Trecho fornecido =>

##############################

Além disso, pessoas com MASLD enfrentam risco maior de doenças cardiovasculares. Infartos, insuficiência cardíaca e acidentes vasculares cerebrais (AVCs) acontecem até duas vezes mais em pacientes com alterações no fígado.
Por que este agora é o inimigo nº 1?
O avanço da doença ocorreu após dois movimentos positivos. O primeiro foi o controle das hepatites virais, com vacinação contra o tipo B e novos tratamentos para o tipo C que reduziram mortes e necessidade de transplantes.
O segundo fator foi a queda no uso abusivo de álcool. O relatório mais recente do Centro de Informações sobre Saúde e Álcool (CISA) mostrou que em 2023, as internações totalmente atribuíveis ao álcool (27 internações/100 mil habitantes) foram cerca de metade das observadas em 2010 (57 internações/100 mil habitantes).

##############################

(Registros armazenados)
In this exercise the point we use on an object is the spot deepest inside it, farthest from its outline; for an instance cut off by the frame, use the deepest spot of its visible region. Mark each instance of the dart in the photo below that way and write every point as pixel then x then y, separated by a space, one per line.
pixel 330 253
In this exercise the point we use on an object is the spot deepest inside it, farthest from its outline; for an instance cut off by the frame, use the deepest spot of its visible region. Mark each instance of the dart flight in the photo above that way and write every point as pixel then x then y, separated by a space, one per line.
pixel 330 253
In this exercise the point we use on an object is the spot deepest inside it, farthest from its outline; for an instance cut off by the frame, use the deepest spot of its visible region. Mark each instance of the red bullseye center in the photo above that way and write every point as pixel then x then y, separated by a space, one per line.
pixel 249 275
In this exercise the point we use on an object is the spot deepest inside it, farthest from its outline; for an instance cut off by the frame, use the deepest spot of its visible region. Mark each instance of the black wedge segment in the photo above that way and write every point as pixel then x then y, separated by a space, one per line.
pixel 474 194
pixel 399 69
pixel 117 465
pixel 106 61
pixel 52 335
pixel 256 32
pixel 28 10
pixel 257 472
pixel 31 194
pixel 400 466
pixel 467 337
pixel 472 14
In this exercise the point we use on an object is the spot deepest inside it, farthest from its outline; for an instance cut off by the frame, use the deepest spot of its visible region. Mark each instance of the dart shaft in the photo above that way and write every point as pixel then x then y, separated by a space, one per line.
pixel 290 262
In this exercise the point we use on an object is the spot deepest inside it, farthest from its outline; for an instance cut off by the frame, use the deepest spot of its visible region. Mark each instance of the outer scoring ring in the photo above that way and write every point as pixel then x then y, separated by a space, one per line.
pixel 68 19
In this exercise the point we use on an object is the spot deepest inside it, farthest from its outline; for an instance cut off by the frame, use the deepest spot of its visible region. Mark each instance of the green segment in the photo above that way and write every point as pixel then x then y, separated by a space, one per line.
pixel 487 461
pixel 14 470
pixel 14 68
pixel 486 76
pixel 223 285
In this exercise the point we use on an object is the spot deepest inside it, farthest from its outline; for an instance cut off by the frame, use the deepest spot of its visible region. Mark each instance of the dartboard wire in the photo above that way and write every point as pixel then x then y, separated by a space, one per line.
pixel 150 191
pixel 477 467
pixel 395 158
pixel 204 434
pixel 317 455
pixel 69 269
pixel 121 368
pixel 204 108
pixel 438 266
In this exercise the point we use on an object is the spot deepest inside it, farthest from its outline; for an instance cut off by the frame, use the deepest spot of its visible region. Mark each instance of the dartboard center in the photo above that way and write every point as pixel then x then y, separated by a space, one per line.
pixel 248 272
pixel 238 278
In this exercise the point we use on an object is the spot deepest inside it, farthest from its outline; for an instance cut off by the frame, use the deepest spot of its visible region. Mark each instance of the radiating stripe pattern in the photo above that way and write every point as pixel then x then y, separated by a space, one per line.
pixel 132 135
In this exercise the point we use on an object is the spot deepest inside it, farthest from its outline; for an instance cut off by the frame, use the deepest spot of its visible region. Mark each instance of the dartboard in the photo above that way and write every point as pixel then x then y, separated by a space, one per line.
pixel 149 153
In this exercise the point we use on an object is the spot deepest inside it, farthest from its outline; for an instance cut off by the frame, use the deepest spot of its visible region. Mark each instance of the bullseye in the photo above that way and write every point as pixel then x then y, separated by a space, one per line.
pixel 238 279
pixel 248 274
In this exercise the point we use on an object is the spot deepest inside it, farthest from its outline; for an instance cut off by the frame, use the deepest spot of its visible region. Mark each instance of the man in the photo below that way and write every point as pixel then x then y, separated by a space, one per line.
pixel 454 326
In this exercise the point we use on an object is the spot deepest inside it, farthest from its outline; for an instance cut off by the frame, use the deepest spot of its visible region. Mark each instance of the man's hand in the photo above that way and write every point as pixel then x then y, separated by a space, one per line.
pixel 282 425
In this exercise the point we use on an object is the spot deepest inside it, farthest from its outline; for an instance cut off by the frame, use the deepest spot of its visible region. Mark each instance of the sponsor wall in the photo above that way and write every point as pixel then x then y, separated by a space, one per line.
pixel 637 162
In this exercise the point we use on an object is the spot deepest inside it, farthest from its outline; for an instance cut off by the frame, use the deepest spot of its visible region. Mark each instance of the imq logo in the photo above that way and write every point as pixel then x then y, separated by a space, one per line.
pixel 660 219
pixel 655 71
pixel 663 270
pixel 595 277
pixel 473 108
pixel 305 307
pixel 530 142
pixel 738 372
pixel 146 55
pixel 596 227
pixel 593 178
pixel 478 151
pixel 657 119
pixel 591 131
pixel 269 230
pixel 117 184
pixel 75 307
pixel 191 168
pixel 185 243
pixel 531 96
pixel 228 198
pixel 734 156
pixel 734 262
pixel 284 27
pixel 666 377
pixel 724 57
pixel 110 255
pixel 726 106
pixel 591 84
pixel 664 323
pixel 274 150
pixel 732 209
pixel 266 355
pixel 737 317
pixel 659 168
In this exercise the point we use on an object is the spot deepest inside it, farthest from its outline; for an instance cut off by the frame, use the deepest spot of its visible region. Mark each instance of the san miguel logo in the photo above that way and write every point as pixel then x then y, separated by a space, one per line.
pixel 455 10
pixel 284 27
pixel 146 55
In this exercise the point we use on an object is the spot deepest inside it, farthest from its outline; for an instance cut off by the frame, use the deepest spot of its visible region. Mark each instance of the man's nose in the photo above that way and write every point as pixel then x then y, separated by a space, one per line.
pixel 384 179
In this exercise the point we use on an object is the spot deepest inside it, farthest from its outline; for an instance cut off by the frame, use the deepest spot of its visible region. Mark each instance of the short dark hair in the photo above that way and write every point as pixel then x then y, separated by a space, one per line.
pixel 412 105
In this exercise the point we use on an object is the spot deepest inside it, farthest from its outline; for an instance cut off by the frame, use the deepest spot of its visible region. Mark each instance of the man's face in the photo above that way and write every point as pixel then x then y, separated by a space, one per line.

##############################

Questões propostas =>
• a. Liste os eventos cardiovasculares que, segundo o trecho sobre a MASLD, ocorrem até duas vezes mais em pacientes com alterações no fígado.
• b. Retome o trecho sobre a MASLD e dê continuidade ao texto a partir da última frase apresentada.

Respostas por item =>
• a. Infartos, insuficiência cardíaca e acidentes vasculares cerebrais (AVCs).

• b.
“Durante muito tempo se acreditou que a esteatose não traria consequências sérias, mas hoje sabemos que pode evoluir para cirrose e até para câncer de fígado. O cuidado preventivo é essencial. O principal tratamento continua sendo o controle das causas: obesidade, diabetes e sedentarismo. Manter a pressão arterial, o açúcar no sangue e o colesterol sob controle, aliado à prática regular de atividade física é essencial para evitar a progressão da doença”, conclui o hepatologista.